- **What is required**: Would you return the listing that follows exactly, leaving its pictures behind?

■ ■ ■ ■

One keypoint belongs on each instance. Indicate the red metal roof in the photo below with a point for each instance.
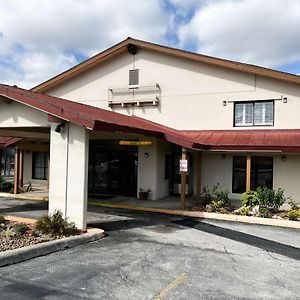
(6, 141)
(91, 117)
(286, 140)
(94, 118)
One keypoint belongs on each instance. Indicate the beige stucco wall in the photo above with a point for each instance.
(191, 93)
(286, 173)
(19, 115)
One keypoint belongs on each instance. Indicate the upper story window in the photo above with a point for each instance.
(255, 113)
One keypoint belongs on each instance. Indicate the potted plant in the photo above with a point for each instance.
(144, 194)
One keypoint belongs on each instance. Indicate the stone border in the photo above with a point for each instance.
(206, 215)
(25, 253)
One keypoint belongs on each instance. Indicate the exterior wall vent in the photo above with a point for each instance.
(134, 77)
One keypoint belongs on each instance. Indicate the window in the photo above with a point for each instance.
(261, 173)
(259, 113)
(8, 162)
(133, 77)
(167, 166)
(239, 174)
(40, 165)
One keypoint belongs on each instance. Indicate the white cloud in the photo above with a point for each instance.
(254, 31)
(36, 35)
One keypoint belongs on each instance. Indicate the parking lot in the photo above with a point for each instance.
(155, 256)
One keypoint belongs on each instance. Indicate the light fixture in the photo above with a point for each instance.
(59, 128)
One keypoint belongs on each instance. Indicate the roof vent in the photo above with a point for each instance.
(132, 49)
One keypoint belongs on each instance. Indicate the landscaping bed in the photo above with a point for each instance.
(14, 235)
(262, 202)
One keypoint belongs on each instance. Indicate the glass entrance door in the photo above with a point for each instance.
(112, 169)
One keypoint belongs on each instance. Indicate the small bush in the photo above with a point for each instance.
(55, 225)
(2, 219)
(20, 228)
(244, 211)
(250, 198)
(206, 196)
(294, 215)
(270, 198)
(294, 205)
(8, 233)
(264, 212)
(222, 196)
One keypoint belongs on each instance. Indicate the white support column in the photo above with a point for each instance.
(69, 172)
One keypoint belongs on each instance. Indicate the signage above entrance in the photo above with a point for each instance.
(135, 143)
(183, 165)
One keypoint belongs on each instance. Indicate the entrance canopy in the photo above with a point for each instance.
(93, 118)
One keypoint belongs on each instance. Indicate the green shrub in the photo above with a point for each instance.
(264, 212)
(20, 228)
(6, 186)
(206, 196)
(250, 199)
(2, 219)
(294, 205)
(8, 233)
(294, 215)
(270, 198)
(244, 211)
(222, 196)
(55, 225)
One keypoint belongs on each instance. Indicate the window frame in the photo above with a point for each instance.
(253, 115)
(45, 167)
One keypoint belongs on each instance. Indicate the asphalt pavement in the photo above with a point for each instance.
(155, 256)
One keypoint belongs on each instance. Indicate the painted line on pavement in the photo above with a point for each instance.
(171, 286)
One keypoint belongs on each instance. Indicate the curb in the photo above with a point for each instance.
(206, 215)
(23, 197)
(21, 254)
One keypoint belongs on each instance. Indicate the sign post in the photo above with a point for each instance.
(183, 167)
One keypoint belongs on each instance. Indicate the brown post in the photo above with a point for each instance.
(48, 162)
(183, 182)
(21, 164)
(16, 171)
(198, 177)
(248, 173)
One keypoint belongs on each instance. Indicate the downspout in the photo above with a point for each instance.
(67, 171)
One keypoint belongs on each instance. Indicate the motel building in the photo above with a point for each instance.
(144, 116)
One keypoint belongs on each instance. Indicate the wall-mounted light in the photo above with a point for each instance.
(59, 128)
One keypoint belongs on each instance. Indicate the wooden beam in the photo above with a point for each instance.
(198, 177)
(248, 173)
(16, 171)
(183, 182)
(21, 167)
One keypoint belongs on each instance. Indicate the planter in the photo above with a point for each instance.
(143, 195)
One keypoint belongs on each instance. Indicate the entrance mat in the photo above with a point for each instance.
(101, 196)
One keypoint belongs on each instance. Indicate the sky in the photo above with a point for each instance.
(41, 38)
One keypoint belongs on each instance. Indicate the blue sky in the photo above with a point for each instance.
(39, 39)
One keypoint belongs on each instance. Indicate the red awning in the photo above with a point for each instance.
(6, 141)
(93, 118)
(284, 140)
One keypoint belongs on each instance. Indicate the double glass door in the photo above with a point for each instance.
(111, 171)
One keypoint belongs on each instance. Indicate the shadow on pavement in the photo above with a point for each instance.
(262, 243)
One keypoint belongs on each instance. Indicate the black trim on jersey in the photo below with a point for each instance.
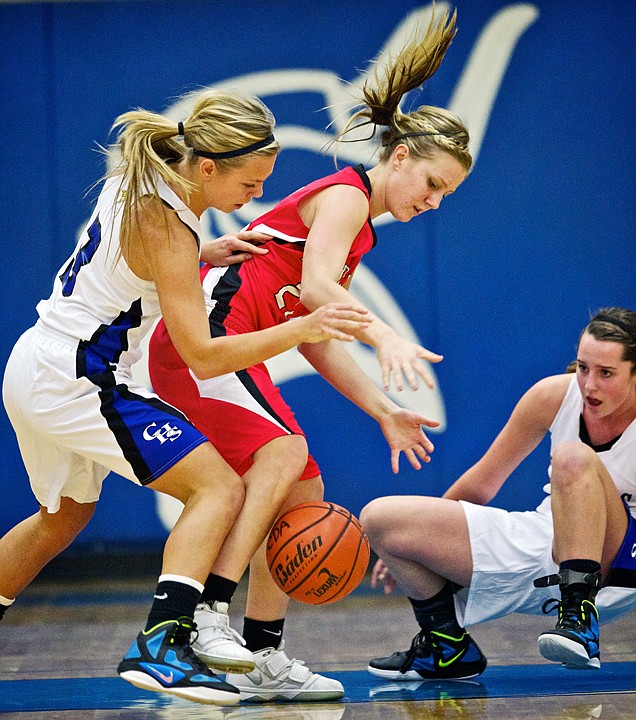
(362, 173)
(584, 436)
(196, 237)
(621, 577)
(300, 244)
(254, 391)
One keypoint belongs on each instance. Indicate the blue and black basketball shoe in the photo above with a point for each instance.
(433, 655)
(162, 660)
(575, 639)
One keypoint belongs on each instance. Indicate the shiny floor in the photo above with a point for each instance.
(60, 643)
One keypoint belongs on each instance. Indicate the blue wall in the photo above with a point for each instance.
(500, 280)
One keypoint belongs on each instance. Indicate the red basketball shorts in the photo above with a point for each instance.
(239, 412)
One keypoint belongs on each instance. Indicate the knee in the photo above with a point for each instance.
(376, 518)
(225, 491)
(572, 462)
(58, 530)
(295, 454)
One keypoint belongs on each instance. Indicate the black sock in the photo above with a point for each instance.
(259, 634)
(218, 589)
(576, 592)
(172, 600)
(437, 612)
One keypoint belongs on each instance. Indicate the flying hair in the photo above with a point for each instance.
(427, 130)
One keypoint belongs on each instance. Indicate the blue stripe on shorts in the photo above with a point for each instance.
(623, 572)
(152, 435)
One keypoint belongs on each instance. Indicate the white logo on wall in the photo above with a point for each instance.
(472, 99)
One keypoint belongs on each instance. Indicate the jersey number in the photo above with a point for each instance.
(287, 294)
(84, 256)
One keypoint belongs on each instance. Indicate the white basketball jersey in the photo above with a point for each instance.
(96, 297)
(620, 459)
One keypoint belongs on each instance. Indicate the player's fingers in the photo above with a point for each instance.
(253, 236)
(395, 461)
(412, 458)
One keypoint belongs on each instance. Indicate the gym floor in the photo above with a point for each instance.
(62, 640)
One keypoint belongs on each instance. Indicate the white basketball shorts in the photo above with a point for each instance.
(72, 431)
(511, 550)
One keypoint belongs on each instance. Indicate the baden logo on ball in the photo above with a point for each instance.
(317, 552)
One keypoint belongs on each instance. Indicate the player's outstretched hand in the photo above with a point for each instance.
(402, 359)
(334, 321)
(382, 576)
(403, 431)
(233, 248)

■ ■ ■ ■

- **Solution to this exercise**:
One keypoint belongs on each instance. Indicate the red metal roof in the photo below with a point for each instance.
(6, 141)
(91, 117)
(286, 140)
(94, 118)
One keypoint belongs on each instance. Indicate the beige stucco wall in the photo above with a point for each instance.
(191, 93)
(286, 173)
(19, 115)
One keypoint belongs on each instance. Indicate the upper story window in the photo above with a point for each instance.
(255, 113)
One keypoint belongs on each instance. Indicate the potted plant in the photo above with a point for each instance.
(144, 194)
One keypoint belongs on each instance. Indicate the stone border in the photo above with a point for each instance.
(206, 215)
(25, 253)
One keypoint belongs on each instance. Indicate the exterior wall vent in the photo above with a point for each instance.
(134, 77)
One keypoint belongs on each instance. Indicate the window in the photo above with a point for each instance.
(261, 173)
(259, 113)
(8, 162)
(133, 77)
(167, 166)
(239, 174)
(40, 165)
One keypoint belongs on each instance. Indicate the white cloud in the photo above with a point for each instance.
(254, 31)
(36, 35)
One keypoint belongs on each instance. Indicate the parking lot in the photo above with a point for each instance.
(155, 256)
One keypoint belongs on each instance. Indicate the light fixture in the photo above with a point for each instance.
(59, 128)
One keypoint belongs on each instance. Indicate the roof vent in the photo above with a point for each instance.
(132, 49)
One keypoint belongs on each instance. Indicate the landscaping bed in the photo above with a point for each instance.
(14, 235)
(262, 202)
One keypoint belongs on each instance. Indicate the glass entrance door in the photo above with a point for each instance.
(112, 169)
One keypoint belongs on each instance. Indicate the small bush in the photo above with a point for each instance.
(55, 225)
(2, 219)
(20, 228)
(244, 211)
(250, 198)
(206, 196)
(294, 215)
(270, 198)
(294, 205)
(8, 233)
(264, 212)
(222, 196)
One keypoint belongs on each instance. Indicate the white support column in the photo above with a point for each instance.
(69, 172)
One keypoint belongs on each instance. Indicate the signage above entrance in the photo above with a point for each instance.
(135, 143)
(183, 165)
One keypoint belongs on each instance. Indicate the entrance canopy in the photo above with a point for each instance.
(93, 118)
One keypoint belongs on each instance. Indicate the green shrub in the photo above with a point for each instance.
(264, 212)
(20, 228)
(6, 186)
(206, 196)
(250, 199)
(2, 219)
(294, 205)
(8, 233)
(294, 215)
(270, 198)
(244, 211)
(222, 196)
(55, 225)
One keypoint belongs on each instance. Indicate the window frame in the photo above with a point for each instance.
(253, 115)
(45, 167)
One keypoint belongs on each instance. Indicate the asphalt pavement in the photo above with a point for each instance.
(155, 256)
One keypoint belongs on each instance. Indicate the painted line on pavement in the photo above with a point for each instance.
(171, 286)
One keypoint belongs on each instance. Indicate the curb in the photo above with a point for each instance.
(206, 215)
(23, 197)
(21, 254)
One keypoint belongs on each instance. Indicate the sign post in the photo above with a point for each instance.
(183, 167)
One keypoint belongs on each instance. Indicate the brown post in the photo above with a point for each instance.
(48, 162)
(183, 182)
(21, 164)
(16, 171)
(198, 177)
(248, 173)
One keypoint belongs on each instance. Indicate the downspout in the photo above with a point for each instance.
(67, 171)
One keypoint belongs on each instance. Indicate the motel building in the photo above with a point for each instance.
(144, 116)
One keypoint belongs on each instance. Indicate the wall-mounted light in the photo above with a point for each instance.
(59, 128)
One keypoint belongs on each instance. Indicate the wooden beam in the photo above with a point for each instance.
(198, 177)
(248, 173)
(16, 171)
(183, 182)
(21, 167)
One keypoint belongs on each instance. Indicate the planter in the photo above with a point for each instance.
(143, 195)
One keypoint belongs on each instance. Indicate the entrance mat in the photo above with a point for each instance.
(101, 196)
One keypoint belongs on each instance. Indicate the sky in the photo above with a point for each instance.
(41, 38)
One keypoint belongs on each instance. Indicate the blue sky in the photo above with a point for each instance.
(39, 39)
One keypoint belongs on each instance. Indicate the red awning in the photo above with a point for each instance.
(6, 141)
(93, 118)
(284, 140)
One keypoint belongs on each instance. Indicate the double glass door in the photo above with a point for each instance.
(111, 171)
One keypoint belongs on each instance. Indicate the shadow on pavement in the photo above with a point for each instance.
(262, 243)
One keypoint belongs on each instance. Indicate the black trim on jersey in the photo below with a point for each instance.
(362, 173)
(584, 436)
(196, 237)
(621, 577)
(300, 244)
(254, 391)
One keypoint belongs on each instance. Indicate the blue and black basketball shoe in the photo above with a point for each instance.
(433, 655)
(162, 660)
(575, 639)
One keypoint belongs on each instance. Indicate the shiny floor in the photo above with a point for each instance.
(60, 643)
One keypoint belongs on each instance. Indicate the blue wall in the photo above with a point for each instance.
(500, 280)
One keypoint belongs on each instance. Indicate the red basketball shorts in the photo above with a point for each instance.
(239, 412)
One keypoint belongs on each instance. Indicate the knee in the photo above with a point for each instance.
(376, 518)
(225, 491)
(572, 462)
(58, 530)
(295, 454)
One keypoint belongs on each instance. Indicate the black sock in the photo above with a point for each instance.
(259, 634)
(218, 589)
(576, 592)
(172, 600)
(437, 612)
One keypoint belongs on each instance. Indicate the flying hair in the photo above with a point for each instance.
(427, 130)
One keypoint belongs on each instance. Indicate the blue stripe on shorts in the photo above with a point for each instance.
(623, 572)
(152, 435)
One keypoint belongs on each instance. Indicate the white logo on wall in the photo above with a point for each instance.
(472, 99)
One keypoint belongs on each instance. Indicate the jersey number in the photo above with a point for each instance.
(287, 294)
(84, 256)
One keypoint belongs on each instance. Indicate the white basketball jersey in the photo above with a point for each instance.
(96, 297)
(620, 459)
One keypoint belongs on each instance. Indicate the player's fingers in the photo above with a point for each instance.
(253, 236)
(395, 461)
(412, 458)
One keypoint belongs on each instance. Indicate the gym floor in the photo above with a point for each instance.
(62, 640)
One keypoint belongs on each instance. Indicate the white basketball shorts in the photo above with a point for each instance.
(72, 431)
(511, 550)
One keypoint belongs on each instance. Indicate the baden logo on ball in the photo above with a point for each instance.
(317, 552)
One keypoint belongs on each instance. Indicate the player's outstretched hand in the photo above with a point for each instance.
(402, 359)
(334, 321)
(382, 576)
(403, 431)
(233, 248)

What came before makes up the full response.